(Beginning of Text shown)
Modern Chemistry & Applications

Polymerization of Salen Schiff Base Reaction and Catalytic Transformations

Anacona Kadhim^* Department of Chemistry, University of de Oriente, Cumana, Venezuela
^*Correspondence: Anacona Kadhim, Department of Chemistry, University of de Oriente, Cumana, Venezuela, Email:

Received: 13-Jun-2022, Manuscript No. MCA-22-17732; Editor assigned: 16-Jun-2022, Pre QC No. MCA-22-17732(PQ); Reviewed: 06-Jul-2022, QC No. MCA-22-17732; Revised: 13-Jul-2022, Manuscript No. MCA-22-17732(R); Published: 20-Jul-2022, DOI: 10.35248/2329-6798.22.10.366

Description

The Schiff bases are classical ligands for the metal ions like p, d, and f blocks, which have significantly contributed to the development of co-ordination chemistry on both basic and applicative aspects, with a special reference to catalysis. The Schiff's base reaction is a group-specific reaction for the aldehydes. This reaction usually occurs under basic conditions with aromatic amines to form a Schiff's base. Aniline is normally used to form a colored Schiff's base with an aldehyde.
(End of Text shown)
## Work request 1
Pull out the part of the Schiff base article starting at "The Schiff bases" and ending at "with an aldehyde.", word for word.
## Work request 2
Answer these from the Schiff base article:
(a) Which university is the author's department part of?
(b) On what date was the piece published?
(c) Which compound is normally used to form a colored Schiff's base with an aldehyde?
## Work request 3
Does each statement agree with the Schiff base article? Answer yes or no, and quote the words that decide it.
(a) The Schiff's base reaction usually takes place under acidic conditions.
(b) The manuscript was received in June 2022.
(c) Schiff bases serve as ligands for metal ions of the p, d, and f blocks.
(Beginning of Data records)
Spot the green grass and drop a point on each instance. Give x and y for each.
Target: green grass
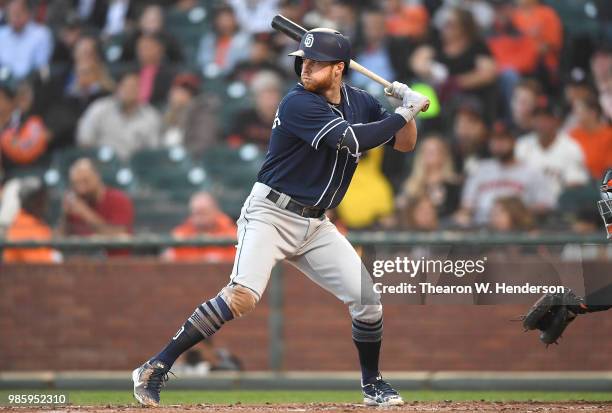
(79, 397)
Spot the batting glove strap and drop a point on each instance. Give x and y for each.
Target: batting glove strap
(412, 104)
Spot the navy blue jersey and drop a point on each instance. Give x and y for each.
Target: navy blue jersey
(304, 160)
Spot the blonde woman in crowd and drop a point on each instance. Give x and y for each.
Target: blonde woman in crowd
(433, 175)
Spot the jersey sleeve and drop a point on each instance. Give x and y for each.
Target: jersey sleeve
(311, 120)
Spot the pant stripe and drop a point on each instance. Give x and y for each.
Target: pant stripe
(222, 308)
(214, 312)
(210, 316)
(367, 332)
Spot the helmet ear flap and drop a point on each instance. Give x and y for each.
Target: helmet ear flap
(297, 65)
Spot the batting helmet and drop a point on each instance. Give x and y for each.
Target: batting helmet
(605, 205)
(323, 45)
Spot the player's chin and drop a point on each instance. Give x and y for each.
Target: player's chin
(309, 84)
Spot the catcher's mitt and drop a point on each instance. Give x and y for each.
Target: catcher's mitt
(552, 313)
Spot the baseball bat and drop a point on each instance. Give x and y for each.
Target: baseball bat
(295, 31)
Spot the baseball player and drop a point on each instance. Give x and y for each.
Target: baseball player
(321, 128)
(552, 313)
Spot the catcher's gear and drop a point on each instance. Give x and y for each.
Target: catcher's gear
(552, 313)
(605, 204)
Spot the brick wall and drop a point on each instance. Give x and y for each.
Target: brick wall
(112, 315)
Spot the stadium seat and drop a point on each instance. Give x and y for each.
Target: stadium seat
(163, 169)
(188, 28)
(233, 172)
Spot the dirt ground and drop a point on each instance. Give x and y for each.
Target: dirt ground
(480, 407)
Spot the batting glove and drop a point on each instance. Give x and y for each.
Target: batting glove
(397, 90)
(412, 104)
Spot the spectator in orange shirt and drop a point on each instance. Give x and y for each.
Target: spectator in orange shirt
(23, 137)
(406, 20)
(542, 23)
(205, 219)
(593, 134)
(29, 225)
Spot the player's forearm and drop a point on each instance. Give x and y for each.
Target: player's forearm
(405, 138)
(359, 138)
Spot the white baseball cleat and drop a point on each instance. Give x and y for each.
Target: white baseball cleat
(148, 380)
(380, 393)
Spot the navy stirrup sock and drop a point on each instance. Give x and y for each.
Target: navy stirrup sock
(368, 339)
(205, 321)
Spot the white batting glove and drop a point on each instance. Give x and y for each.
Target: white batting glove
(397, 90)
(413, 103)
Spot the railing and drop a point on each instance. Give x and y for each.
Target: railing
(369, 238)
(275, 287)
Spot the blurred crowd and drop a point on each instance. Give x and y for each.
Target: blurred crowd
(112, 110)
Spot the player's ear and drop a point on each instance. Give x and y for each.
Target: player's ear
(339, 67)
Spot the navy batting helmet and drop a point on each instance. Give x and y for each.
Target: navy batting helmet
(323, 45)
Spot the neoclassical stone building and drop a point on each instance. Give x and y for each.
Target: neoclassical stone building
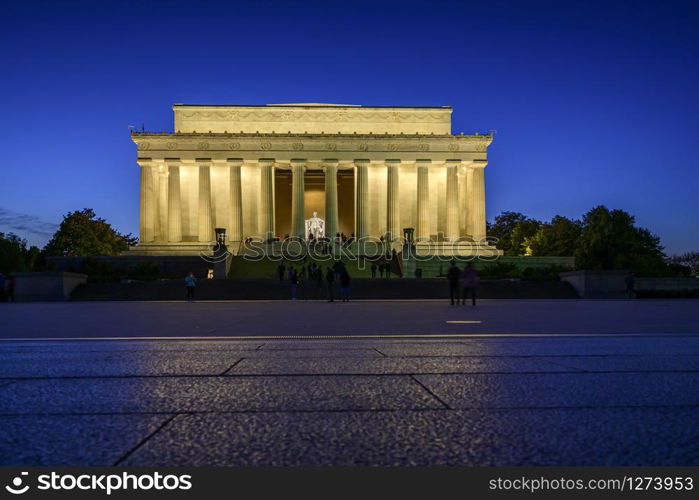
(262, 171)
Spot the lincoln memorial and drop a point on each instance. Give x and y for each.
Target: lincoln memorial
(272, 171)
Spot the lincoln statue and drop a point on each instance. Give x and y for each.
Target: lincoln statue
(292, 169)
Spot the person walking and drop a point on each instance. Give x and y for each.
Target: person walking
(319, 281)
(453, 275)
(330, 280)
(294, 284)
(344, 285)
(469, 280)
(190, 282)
(End of Data records)
## Result 1
The Schiff bases are classical ligands for the metal ions like p, d, and f blocks, which have significantly contributed to the development of co-ordination chemistry on both basic and applicative aspects, with a special reference to catalysis. The Schiff's base reaction is a group-specific reaction for the aldehydes. This reaction usually occurs under basic conditions with aromatic amines to form a Schiff's base. Aniline is normally used to form a colored Schiff's base with an aldehyde.

## Result 2
(a) University of de Oriente, Cumana, Venezuela
(b) 20-Jul-2022
(c) Aniline

## Result 3
(a) No: "This reaction usually occurs under basic conditions with aromatic amines to form a Schiff's base."
(b) Yes: "Received: 13-Jun-2022"
(c) Yes: "The Schiff bases are classical ligands for the metal ions like p, d, and f blocks"